Task data
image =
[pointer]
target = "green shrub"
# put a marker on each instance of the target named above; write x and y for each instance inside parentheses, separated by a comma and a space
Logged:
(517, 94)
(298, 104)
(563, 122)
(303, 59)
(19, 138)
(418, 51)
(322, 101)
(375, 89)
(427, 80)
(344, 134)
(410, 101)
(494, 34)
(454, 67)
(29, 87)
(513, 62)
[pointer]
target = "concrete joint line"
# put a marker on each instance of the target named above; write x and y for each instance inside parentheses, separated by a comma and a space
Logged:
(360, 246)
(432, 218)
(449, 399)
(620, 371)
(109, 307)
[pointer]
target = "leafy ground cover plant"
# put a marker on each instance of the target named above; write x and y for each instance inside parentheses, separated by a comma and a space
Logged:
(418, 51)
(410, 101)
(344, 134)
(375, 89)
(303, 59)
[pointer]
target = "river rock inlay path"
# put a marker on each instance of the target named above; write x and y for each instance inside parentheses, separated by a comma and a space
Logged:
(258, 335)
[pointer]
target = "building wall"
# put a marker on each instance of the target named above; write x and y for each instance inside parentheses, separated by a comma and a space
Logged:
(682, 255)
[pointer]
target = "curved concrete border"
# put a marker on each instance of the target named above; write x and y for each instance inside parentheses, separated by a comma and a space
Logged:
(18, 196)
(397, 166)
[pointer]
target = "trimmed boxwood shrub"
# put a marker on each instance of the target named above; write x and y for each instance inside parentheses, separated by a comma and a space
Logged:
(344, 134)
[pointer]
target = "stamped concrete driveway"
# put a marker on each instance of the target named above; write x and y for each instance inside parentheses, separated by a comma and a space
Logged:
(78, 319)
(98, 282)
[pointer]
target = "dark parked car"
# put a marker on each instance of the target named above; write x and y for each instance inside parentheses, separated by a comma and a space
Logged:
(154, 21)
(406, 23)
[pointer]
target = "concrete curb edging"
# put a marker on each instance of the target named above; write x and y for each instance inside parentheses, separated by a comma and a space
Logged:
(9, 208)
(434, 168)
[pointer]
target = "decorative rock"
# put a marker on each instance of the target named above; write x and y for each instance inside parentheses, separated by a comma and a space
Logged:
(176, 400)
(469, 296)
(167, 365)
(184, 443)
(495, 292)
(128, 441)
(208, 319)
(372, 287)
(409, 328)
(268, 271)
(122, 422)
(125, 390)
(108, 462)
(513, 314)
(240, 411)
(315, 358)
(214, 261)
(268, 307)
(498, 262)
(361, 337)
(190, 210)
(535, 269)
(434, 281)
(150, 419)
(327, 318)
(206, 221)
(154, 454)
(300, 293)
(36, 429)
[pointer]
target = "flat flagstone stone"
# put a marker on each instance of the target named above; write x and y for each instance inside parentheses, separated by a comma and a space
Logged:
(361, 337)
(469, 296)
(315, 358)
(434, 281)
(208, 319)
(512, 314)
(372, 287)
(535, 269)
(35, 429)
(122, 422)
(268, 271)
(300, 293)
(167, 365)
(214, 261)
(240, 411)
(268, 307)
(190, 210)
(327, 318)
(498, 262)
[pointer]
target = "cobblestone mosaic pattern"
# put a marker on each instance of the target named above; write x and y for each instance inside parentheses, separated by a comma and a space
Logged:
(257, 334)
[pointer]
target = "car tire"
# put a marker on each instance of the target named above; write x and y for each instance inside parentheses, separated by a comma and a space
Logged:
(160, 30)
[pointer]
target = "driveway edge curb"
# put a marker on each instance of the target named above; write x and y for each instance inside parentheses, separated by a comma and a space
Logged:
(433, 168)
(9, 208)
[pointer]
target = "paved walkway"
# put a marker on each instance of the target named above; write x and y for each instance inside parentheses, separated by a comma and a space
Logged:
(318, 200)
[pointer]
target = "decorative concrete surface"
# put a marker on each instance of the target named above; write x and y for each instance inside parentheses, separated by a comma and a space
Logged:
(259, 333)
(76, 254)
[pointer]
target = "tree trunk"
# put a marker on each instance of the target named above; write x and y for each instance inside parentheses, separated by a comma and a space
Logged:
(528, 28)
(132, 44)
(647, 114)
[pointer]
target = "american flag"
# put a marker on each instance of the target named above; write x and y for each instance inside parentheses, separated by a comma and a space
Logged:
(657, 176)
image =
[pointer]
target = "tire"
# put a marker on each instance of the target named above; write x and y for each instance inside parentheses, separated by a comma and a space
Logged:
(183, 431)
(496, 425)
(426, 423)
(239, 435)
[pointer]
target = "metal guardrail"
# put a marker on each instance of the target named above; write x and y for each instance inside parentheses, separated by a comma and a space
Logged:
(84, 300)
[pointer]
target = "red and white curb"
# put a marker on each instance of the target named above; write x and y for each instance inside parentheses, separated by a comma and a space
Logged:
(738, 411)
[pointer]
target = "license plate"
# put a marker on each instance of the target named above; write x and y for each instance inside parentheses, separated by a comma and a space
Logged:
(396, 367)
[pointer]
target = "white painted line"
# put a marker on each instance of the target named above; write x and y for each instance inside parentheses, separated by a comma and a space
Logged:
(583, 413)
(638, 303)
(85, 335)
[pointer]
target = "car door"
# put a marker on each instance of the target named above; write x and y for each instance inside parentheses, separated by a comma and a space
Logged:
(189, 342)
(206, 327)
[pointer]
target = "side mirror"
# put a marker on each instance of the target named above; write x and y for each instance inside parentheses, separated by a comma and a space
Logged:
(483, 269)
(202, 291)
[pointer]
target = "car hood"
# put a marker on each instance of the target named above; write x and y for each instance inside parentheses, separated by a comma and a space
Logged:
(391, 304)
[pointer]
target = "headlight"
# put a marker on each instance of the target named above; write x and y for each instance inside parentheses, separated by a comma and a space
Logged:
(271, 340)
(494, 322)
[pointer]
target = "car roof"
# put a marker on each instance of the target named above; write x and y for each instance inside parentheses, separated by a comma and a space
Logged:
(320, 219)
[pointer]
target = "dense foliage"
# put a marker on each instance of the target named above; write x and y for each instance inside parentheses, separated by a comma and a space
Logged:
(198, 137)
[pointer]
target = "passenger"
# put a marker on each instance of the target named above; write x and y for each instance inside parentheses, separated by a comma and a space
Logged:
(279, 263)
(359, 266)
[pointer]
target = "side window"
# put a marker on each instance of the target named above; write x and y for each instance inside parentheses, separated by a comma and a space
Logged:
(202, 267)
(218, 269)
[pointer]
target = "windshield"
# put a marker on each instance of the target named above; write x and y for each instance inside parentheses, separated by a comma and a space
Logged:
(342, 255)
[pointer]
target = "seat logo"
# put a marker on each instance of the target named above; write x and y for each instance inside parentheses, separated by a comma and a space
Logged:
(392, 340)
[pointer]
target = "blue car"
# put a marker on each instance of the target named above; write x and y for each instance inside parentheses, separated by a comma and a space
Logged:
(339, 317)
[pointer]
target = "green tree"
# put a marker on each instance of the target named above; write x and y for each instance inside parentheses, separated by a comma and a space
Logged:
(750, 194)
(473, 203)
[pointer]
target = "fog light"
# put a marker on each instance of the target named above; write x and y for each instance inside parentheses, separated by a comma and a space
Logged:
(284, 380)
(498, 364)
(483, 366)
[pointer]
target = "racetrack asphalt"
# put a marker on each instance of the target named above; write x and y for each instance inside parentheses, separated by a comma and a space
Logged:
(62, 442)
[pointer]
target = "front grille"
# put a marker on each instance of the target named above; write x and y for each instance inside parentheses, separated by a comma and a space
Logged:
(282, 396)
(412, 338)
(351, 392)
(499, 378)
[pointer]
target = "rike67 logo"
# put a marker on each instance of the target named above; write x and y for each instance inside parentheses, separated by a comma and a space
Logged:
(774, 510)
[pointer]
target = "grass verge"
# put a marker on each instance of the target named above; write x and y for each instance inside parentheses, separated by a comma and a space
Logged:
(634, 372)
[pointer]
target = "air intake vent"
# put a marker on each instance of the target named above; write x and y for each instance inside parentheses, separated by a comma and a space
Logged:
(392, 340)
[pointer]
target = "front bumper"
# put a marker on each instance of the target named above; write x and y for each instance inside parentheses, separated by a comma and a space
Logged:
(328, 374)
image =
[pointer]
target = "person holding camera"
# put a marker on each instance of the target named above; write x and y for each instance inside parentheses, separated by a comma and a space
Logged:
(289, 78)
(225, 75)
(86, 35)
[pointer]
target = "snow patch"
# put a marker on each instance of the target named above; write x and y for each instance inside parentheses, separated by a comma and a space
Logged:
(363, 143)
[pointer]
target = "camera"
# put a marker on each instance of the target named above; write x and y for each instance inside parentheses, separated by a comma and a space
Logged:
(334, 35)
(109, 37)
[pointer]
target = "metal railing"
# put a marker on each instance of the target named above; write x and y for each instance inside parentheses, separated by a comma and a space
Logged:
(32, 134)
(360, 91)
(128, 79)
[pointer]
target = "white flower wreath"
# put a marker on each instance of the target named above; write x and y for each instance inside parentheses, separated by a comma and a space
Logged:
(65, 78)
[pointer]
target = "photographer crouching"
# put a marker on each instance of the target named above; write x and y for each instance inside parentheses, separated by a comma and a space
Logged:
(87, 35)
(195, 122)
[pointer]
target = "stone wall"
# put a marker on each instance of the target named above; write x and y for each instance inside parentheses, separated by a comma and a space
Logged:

Work to complete
Locate the word "camera" in the records and collect each line it appears in.

Solution for this task
target = "person holding camera"
target = "camera"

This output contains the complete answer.